Aim of the task: Word for word, restate each of the records below.

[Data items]
Segment Open

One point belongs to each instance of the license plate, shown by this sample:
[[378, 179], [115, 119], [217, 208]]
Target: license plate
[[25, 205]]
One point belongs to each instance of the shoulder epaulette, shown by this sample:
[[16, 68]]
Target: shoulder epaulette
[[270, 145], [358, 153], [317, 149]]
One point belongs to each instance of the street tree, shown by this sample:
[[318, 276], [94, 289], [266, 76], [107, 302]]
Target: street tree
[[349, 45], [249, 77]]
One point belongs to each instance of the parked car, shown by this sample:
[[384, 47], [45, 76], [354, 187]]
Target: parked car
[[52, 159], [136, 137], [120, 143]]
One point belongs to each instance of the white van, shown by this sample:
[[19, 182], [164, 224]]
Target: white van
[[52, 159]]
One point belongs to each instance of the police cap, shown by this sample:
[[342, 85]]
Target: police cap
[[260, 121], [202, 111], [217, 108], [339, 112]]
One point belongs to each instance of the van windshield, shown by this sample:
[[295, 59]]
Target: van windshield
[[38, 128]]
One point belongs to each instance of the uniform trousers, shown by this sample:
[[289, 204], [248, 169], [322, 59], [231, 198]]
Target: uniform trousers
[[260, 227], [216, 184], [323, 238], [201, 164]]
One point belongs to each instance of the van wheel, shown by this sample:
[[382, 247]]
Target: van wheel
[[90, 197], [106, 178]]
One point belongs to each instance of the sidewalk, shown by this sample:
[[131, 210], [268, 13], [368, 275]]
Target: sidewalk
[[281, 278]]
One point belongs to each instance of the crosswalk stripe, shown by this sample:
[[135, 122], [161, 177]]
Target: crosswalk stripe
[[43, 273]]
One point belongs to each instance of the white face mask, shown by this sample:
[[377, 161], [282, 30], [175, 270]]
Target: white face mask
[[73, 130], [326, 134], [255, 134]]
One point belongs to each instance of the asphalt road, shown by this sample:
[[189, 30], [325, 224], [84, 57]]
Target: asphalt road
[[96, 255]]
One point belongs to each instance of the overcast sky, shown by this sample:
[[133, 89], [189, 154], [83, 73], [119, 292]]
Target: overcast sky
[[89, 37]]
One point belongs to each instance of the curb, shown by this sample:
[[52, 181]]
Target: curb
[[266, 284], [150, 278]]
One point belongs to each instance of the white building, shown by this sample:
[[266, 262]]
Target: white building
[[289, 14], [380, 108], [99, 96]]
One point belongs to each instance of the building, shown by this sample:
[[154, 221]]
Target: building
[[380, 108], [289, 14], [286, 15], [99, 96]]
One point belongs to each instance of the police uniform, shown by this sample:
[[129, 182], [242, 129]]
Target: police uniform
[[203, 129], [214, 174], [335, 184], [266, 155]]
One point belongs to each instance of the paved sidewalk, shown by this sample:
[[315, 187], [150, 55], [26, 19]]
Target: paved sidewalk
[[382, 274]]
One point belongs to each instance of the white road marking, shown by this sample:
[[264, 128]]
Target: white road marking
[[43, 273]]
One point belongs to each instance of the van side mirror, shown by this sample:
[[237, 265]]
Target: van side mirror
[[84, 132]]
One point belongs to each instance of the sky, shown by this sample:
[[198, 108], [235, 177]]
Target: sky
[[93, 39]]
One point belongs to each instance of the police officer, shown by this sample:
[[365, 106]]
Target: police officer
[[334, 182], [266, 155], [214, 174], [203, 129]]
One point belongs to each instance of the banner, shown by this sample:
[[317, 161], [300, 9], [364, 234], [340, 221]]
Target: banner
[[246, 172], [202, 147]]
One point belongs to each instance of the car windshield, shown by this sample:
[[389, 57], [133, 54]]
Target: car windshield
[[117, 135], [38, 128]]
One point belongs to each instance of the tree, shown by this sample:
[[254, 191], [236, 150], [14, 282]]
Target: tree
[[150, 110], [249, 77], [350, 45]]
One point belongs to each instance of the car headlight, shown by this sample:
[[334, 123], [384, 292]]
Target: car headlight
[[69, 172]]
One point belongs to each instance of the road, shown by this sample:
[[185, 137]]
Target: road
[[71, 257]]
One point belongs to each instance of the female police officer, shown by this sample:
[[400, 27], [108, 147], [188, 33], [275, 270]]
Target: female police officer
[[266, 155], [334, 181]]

Segment Closed

Result of the task:
One point belongs to each instance of the license plate, shown by this sample:
[[378, 179], [115, 119], [217, 208]]
Target: license plate
[[25, 205]]
One point belongs to each instance of the shoulder epaulette, shown by this sample:
[[16, 68]]
Target: shoulder epaulette
[[270, 145], [358, 153], [317, 149]]
One point belongs to each instance of the street tree, shown by this sample:
[[318, 276], [94, 289], [266, 76], [107, 302]]
Target: street tree
[[349, 45], [249, 77]]
One point belongs to each instance of the parked car, shown by this sample:
[[384, 47], [45, 76], [354, 187]]
Target: parked car
[[52, 159], [136, 137], [120, 143]]
One point belongs to each instance of the white van, shown by this sample:
[[19, 182], [164, 224]]
Target: white van
[[52, 159]]
One point belongs to each instance of the police cap, shown by this sample:
[[342, 85]]
Target: police cap
[[260, 121], [202, 111], [217, 108], [339, 112]]
One point belongs to each instance of the van windshield, shown by this sample:
[[295, 59]]
Target: van windshield
[[38, 128]]
One point belongs to each instance of the uniform trousers, shown by this sample:
[[289, 204], [248, 169], [322, 59], [231, 198]]
Target: uniform trousers
[[260, 227], [216, 184], [323, 238], [201, 164]]
One point belongs to each instance of the van wheel, shown by this sample:
[[382, 247]]
Target: van wheel
[[90, 197], [106, 178]]
One point belongs to each instance of the sidewalk, shown by this sample:
[[131, 210], [268, 13], [368, 275]]
Target: sidewalk
[[281, 278]]
One point belongs to each instance of the crosswalk stripe, shown by this sample:
[[135, 122], [161, 177]]
Target: crosswalk stripe
[[43, 273]]
One point belongs to each instance of the white face mask, shown by this sample:
[[377, 161], [282, 30], [175, 270]]
Target: white face mask
[[73, 130], [326, 134], [255, 134]]
One point belongs to each instance of the asphalt road, shown by this sample:
[[189, 30], [325, 224], [84, 57]]
Target: asphalt road
[[96, 255]]
One point belongs to each instance of the overcast sky, shown by this sample:
[[133, 89], [189, 154], [83, 73], [119, 292]]
Target: overcast sky
[[89, 37]]
One point belongs to each instance of the curb, shown by this sample:
[[52, 181]]
Target: curb
[[266, 284], [150, 278]]
One point belongs to each instance of the white building, shown by this sample:
[[266, 262]]
Target: white building
[[289, 14], [380, 108], [99, 96]]
One point belongs to each instance of the building, shown by this sample:
[[154, 221]]
Target: building
[[380, 108], [289, 14], [286, 15], [99, 96]]
One point belongs to each instance of the police uniform, shown by this sample:
[[129, 182], [242, 129]]
Target: police uniform
[[203, 129], [214, 174], [335, 184], [266, 155]]
One point belongs to each instance of the paved sidewalk, shown by this sample:
[[315, 187], [150, 55], [26, 19]]
Target: paved sidewalk
[[382, 274]]
One point belongs to each instance of the white road marking, shown by this sample:
[[264, 128]]
Target: white road marking
[[43, 273]]
One point belongs to each instance of the van side mirror, shown by this sample:
[[237, 265]]
Target: van side mirror
[[84, 132]]
One point belongs to each instance of the sky, shown by this sample:
[[198, 108], [235, 177]]
Target: sky
[[93, 39]]
One point belongs to each instance of the police officer, shown by this sample:
[[365, 106]]
Target: police officer
[[334, 182], [266, 155], [214, 174], [203, 129]]
One point belongs to each instance of the banner, shown by this sample:
[[317, 161], [300, 9], [364, 234], [340, 221]]
Target: banner
[[246, 172], [202, 147]]
One point belongs to each instance of the car windshield, shown by this sample:
[[389, 57], [133, 54]]
Target: car windshield
[[117, 135], [38, 128]]
One point belongs to each instance of the tree, shown by this sample:
[[254, 191], [236, 150], [14, 282]]
Target: tree
[[150, 110], [249, 77], [350, 45]]
One point belongs to each instance of the car headlight, shown by this sample:
[[334, 123], [384, 292]]
Target: car headlight
[[69, 172]]
One point belongs to each instance of the road, shown by this sample:
[[185, 137]]
Target: road
[[71, 257]]
One point belongs to each instance of the female police officer, shown by this sample:
[[400, 27], [108, 147], [188, 33], [275, 270]]
Target: female police officer
[[266, 155], [334, 181]]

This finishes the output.